### [要件]
不妊治療の予算と2人目の子の費用を扱う本文を、最後の文の後から書き継ぐ。

### [提供本文]
══════════

予算を決めると、無計画に使ってしまうのを避けられるだけではありません。パートナーと不妊治療に対する価値観が折り合わない時も、予算が見える化されることで、お互いに現実が見えて、「ここまでなら使ってもいい(使えない)」と折り合いをつけやすいのではないでしょうか。

仮に予算を現在の貯蓄から確保する場合ですが、最低でも生活費の半年分は預貯金で確保し、その上で、予算を組むようにしましょう。

2人目の子にかかる費用は1人目より約20%抑えられる

お子さんが増えることはとても喜ばしいことですが、気になるのがお金の問題ですね。

衣類や食費、生活用品費などは、子どもが2人になったからといって、単純に2倍になるわけではありません。例えば、2人目のお子さんが1人目のお子さんと同性ならば、上の子のおさがりを下の子に着させることができますし、ジャンパーやコートのようなアウター、上着やズボンなどは使い回せる可能性が高いでしょう。また、ベビーカーやベビーベッドなどは2人目でも3人目でも十分に使えるはずです。

══════════

### [データ抜粋]

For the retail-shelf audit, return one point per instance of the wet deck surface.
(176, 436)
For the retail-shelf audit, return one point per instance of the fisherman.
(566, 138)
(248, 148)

══════════

### [記述回答]
少し古いデータですが、「平成17年版国民生活白書『子育て世代の意識と生活』」によると、2人目の費用は1人目より20%程度費用が抑えられるとのこと。つまり、約1.8人分の費用で2人を育てられる計算になります。

現状の家計を拝見していると、特に無駄使いをしていることもなく、子どもが小さいうちは大きなお金はかからないので、夫婦のお小遣いや保険など、多少家計を見直せば、やりくりできるのではないかと思います。

子ども2人の教育費はどれくらいかかる?

ただし、学校教育費・学校外教育費といった教育費については、1人ずつしっかりと費用がかかってきます。ですから、教育費についてはしっかり準備する必要があります。

一口に教育費といっても、お子さんを育てるエリアや教育プランによってかかる費用は相当変わります。現在は、「幼児教育・保育無償化」や「高等学校等就学支援金制度」など、教育費を軽減する国の制度がありますので、制度を利用するかしないかなどによっても費用は変わってきますが、文部科学省「子どもの学習費調査2018」、「日本学生支援機構学生生活調査2016」を見ると、子ども1人につき、幼稚園から大学までオール公立の場合には1,000万円程度、オール私立の場合には、2,500万円程度かかります。

教育費の準備のタイミングは?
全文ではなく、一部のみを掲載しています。